#### Your goal
Print the data lines word for word, from the line with "of the low-lying" to the line with "of the red-tinged", including both of those lines.

(Stored items from a collection)

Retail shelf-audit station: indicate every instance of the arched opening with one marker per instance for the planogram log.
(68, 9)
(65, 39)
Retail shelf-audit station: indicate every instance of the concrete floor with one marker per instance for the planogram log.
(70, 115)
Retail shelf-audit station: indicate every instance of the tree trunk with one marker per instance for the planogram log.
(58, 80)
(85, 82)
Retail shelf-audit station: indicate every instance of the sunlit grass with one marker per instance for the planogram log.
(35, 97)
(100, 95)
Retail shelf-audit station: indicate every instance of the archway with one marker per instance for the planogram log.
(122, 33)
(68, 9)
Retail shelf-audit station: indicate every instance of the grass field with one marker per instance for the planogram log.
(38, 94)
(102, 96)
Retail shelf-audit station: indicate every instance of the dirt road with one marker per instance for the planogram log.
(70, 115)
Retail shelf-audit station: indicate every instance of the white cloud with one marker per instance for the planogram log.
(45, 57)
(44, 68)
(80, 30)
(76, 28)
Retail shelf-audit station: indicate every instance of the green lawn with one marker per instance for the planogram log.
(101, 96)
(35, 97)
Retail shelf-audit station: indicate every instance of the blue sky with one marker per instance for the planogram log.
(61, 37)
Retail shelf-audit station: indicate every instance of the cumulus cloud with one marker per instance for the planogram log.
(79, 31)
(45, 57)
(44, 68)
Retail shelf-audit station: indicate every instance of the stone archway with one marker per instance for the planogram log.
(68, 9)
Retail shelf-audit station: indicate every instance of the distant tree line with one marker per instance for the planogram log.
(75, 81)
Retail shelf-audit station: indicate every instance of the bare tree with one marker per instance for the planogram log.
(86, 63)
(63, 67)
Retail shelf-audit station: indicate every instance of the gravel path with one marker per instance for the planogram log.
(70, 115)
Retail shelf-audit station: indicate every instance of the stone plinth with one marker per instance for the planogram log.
--
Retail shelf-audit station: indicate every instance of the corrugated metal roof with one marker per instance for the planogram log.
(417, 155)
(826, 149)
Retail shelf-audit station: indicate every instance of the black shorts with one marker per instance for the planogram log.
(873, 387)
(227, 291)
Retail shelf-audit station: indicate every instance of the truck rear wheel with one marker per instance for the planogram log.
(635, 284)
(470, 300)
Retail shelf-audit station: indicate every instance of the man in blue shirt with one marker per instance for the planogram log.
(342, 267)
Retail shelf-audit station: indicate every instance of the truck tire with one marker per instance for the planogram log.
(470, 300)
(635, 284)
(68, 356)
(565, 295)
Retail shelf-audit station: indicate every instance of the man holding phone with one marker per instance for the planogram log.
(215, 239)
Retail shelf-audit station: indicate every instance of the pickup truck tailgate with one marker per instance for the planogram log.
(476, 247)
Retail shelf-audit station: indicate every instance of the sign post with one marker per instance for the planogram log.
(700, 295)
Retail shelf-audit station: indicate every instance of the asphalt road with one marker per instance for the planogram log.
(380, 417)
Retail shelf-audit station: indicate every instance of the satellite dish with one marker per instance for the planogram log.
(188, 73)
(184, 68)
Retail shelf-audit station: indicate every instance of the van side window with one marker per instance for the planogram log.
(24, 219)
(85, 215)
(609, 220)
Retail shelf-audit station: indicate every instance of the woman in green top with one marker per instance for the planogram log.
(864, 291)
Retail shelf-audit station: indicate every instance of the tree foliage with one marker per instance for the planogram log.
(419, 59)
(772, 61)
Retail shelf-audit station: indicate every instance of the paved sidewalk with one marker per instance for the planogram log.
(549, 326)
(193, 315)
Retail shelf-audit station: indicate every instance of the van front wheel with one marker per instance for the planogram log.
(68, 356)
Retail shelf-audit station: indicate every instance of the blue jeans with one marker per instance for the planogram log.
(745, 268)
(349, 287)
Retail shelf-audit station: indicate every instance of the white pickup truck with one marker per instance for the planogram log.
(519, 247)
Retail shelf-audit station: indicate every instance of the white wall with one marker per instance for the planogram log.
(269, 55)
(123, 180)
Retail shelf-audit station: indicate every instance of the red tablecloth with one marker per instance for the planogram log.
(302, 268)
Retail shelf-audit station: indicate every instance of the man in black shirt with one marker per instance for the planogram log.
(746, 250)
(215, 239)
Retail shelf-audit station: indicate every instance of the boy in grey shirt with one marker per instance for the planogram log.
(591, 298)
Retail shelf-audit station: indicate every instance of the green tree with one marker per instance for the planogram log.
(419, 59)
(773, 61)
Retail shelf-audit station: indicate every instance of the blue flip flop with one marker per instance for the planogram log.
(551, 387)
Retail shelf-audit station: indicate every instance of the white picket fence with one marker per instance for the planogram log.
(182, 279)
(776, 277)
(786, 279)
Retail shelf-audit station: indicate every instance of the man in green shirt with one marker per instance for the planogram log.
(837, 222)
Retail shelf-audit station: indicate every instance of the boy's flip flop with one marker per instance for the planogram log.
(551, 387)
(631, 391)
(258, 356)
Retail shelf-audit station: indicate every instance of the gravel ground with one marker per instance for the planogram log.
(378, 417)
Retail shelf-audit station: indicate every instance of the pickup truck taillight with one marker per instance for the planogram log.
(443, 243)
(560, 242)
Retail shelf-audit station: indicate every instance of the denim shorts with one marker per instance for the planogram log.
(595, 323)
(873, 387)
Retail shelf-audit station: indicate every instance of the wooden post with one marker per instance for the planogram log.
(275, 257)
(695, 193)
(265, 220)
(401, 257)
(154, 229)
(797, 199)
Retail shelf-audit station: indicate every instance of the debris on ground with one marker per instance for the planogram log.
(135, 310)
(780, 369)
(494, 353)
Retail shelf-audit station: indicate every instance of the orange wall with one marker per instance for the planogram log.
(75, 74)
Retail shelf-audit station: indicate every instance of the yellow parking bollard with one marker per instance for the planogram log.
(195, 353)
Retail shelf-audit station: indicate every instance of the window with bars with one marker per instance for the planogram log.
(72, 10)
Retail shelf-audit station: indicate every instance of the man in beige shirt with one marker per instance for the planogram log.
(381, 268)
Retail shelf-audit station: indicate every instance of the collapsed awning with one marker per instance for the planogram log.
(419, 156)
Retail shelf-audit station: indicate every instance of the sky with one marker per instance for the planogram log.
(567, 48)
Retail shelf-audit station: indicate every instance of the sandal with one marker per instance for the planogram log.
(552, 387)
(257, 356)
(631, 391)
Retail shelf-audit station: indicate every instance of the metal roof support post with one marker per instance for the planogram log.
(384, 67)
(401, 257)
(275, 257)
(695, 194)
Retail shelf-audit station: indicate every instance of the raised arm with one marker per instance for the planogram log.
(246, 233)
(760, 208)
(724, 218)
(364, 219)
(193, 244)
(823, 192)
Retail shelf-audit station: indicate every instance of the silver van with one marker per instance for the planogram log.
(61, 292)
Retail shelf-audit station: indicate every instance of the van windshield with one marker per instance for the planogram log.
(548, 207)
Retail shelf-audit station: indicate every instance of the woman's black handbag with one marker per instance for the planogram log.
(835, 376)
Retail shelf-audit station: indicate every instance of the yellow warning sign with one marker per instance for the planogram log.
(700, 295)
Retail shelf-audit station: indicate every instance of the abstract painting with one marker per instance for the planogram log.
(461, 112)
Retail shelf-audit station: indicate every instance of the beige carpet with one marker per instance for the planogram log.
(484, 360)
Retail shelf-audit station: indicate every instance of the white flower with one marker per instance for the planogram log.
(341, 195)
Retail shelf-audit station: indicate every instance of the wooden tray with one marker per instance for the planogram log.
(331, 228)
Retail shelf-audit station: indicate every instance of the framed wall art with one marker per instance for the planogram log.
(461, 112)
...
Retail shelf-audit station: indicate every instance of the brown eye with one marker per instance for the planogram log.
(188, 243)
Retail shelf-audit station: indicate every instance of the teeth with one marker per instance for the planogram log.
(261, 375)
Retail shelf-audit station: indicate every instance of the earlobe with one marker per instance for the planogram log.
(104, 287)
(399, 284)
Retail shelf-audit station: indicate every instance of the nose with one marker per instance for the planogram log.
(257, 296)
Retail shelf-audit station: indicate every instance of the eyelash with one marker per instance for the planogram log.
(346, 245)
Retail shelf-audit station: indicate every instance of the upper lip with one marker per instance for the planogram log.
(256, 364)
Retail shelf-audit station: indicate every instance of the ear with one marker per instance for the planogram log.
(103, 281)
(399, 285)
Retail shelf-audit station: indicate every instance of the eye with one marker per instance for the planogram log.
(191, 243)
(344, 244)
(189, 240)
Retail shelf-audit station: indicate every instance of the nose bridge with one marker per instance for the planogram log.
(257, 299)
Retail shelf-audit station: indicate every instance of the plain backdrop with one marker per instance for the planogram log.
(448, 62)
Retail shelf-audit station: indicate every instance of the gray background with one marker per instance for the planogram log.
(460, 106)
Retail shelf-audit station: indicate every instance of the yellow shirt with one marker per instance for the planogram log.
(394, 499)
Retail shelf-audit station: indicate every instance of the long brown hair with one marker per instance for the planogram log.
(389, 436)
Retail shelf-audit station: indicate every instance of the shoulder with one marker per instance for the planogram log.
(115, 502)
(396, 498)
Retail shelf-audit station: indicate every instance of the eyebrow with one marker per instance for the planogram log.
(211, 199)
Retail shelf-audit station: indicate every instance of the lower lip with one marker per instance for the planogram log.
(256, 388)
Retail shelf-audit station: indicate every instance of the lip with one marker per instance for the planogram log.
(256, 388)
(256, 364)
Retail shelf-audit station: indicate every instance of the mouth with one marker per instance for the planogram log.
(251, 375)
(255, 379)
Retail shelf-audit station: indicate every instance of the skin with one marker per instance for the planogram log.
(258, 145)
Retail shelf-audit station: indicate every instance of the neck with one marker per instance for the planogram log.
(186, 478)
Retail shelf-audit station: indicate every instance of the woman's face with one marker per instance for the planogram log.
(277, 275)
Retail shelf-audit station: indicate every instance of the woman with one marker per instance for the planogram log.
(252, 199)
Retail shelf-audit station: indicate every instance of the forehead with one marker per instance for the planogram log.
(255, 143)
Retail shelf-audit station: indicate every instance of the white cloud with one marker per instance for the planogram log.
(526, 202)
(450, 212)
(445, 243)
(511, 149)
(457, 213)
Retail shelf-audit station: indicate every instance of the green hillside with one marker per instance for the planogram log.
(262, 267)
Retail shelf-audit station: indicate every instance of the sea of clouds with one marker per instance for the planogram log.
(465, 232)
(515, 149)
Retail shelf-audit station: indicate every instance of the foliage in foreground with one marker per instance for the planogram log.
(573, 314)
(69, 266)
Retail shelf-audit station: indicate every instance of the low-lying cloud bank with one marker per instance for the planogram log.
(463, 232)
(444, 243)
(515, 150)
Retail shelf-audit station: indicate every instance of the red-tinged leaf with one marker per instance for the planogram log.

#### Exercise response
Retail shelf-audit station: indicate every instance of the low-lying cloud bank with one marker per instance for the planogram log.
(463, 232)
(444, 243)
(515, 150)
Retail shelf-audit station: indicate every instance of the red-tinged leaf with one marker per instance for the planogram log.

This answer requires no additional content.